## Work instructions:
Your output is the line containing "Target: reddish shrub" plus all lines after it to the end of the records, reproduced exactly, with nothing else.

## Supplied material:
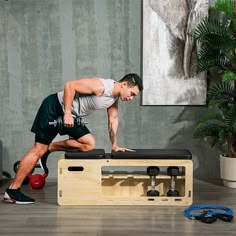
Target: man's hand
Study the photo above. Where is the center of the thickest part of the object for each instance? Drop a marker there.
(120, 149)
(68, 120)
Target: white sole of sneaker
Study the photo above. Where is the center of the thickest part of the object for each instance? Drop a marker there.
(6, 198)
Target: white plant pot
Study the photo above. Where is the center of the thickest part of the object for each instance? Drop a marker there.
(228, 171)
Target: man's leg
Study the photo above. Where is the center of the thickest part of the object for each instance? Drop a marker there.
(13, 194)
(84, 144)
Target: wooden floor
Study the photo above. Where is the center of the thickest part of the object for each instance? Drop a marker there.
(45, 217)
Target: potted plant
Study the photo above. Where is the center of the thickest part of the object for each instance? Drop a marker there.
(217, 48)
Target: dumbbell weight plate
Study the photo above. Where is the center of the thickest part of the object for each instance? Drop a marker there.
(153, 193)
(173, 193)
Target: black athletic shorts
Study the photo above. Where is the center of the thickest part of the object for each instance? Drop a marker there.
(50, 110)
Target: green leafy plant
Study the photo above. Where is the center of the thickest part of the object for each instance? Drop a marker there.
(217, 47)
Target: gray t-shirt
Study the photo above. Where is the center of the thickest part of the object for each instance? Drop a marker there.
(85, 104)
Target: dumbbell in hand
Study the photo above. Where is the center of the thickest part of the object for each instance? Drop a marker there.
(60, 124)
(153, 171)
(172, 171)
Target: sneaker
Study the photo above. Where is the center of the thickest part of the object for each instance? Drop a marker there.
(15, 196)
(43, 162)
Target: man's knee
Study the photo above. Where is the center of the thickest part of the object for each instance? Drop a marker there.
(90, 145)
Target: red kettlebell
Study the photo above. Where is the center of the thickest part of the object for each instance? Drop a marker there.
(37, 181)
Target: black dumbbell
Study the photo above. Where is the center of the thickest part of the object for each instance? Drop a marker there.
(172, 171)
(59, 122)
(153, 171)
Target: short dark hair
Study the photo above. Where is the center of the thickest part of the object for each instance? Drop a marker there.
(133, 80)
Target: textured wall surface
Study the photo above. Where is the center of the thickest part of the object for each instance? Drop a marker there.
(45, 43)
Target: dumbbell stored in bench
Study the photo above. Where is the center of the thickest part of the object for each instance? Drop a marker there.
(60, 124)
(172, 171)
(153, 171)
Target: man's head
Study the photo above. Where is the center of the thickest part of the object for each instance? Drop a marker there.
(131, 85)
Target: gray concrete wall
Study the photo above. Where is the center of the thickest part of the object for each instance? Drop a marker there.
(45, 43)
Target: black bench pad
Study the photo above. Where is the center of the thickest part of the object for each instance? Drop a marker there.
(169, 154)
(93, 154)
(173, 154)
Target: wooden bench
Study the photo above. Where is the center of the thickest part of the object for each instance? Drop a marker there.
(120, 178)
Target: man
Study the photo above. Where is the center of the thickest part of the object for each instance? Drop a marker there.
(79, 98)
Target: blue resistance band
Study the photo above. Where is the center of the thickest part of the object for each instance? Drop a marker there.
(209, 210)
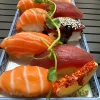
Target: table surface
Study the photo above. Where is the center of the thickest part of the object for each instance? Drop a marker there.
(90, 8)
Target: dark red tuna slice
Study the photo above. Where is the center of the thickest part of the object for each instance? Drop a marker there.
(67, 56)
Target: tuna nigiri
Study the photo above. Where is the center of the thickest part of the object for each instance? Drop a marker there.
(32, 20)
(25, 44)
(67, 56)
(28, 81)
(71, 83)
(27, 4)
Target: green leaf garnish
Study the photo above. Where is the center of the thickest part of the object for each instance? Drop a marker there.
(48, 95)
(46, 1)
(38, 1)
(51, 7)
(49, 23)
(57, 21)
(59, 42)
(51, 56)
(52, 74)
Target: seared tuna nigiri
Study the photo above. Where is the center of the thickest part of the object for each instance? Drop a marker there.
(71, 83)
(27, 4)
(28, 81)
(67, 56)
(25, 44)
(32, 20)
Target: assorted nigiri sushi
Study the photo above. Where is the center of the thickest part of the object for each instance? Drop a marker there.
(27, 81)
(74, 66)
(32, 20)
(25, 44)
(24, 5)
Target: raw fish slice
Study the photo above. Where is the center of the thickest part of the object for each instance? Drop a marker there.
(69, 1)
(65, 9)
(27, 81)
(25, 44)
(67, 56)
(71, 83)
(32, 20)
(27, 4)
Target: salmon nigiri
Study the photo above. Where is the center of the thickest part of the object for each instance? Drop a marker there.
(32, 20)
(27, 4)
(25, 44)
(28, 81)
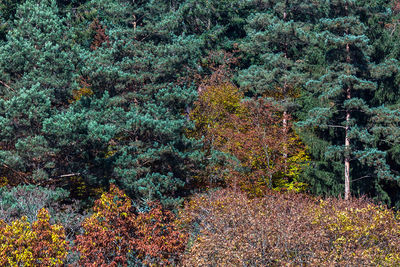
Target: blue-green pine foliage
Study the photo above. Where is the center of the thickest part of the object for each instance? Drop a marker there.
(345, 70)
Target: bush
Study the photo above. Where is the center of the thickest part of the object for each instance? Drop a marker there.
(36, 244)
(116, 233)
(229, 229)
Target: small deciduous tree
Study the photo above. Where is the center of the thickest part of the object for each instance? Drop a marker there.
(116, 231)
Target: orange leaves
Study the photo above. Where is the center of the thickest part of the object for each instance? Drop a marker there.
(289, 229)
(266, 151)
(158, 237)
(115, 230)
(39, 244)
(109, 232)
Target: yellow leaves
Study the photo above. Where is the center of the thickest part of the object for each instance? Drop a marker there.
(39, 244)
(3, 181)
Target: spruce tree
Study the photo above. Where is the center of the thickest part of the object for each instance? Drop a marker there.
(37, 72)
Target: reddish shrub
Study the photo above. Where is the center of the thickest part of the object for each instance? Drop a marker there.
(289, 230)
(115, 231)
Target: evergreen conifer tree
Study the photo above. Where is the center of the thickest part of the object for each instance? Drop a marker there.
(342, 139)
(37, 72)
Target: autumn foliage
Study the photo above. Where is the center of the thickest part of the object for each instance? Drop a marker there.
(289, 229)
(266, 152)
(36, 244)
(116, 230)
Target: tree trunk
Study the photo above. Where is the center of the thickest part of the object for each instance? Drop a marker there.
(346, 138)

## Output of the exercise:
Target: reddish shrub
Study the photo above. Where is the center of the thickest part of the object for each instance? Drop a marker there.
(289, 230)
(115, 231)
Target: evergreen conifer tree
Study the photo above. Where is the center of the thickest part of the object for each instance? Drop a marker there.
(342, 139)
(37, 72)
Target: autumn foliage
Study the photo above. Where is the center of the thickest part of the object for each instance? Drop a marker there.
(289, 229)
(266, 152)
(36, 244)
(116, 230)
Target: tree trunk
Study the photo above. Where is the center of the thickest part of the object for each instance? Drop a marker there.
(346, 138)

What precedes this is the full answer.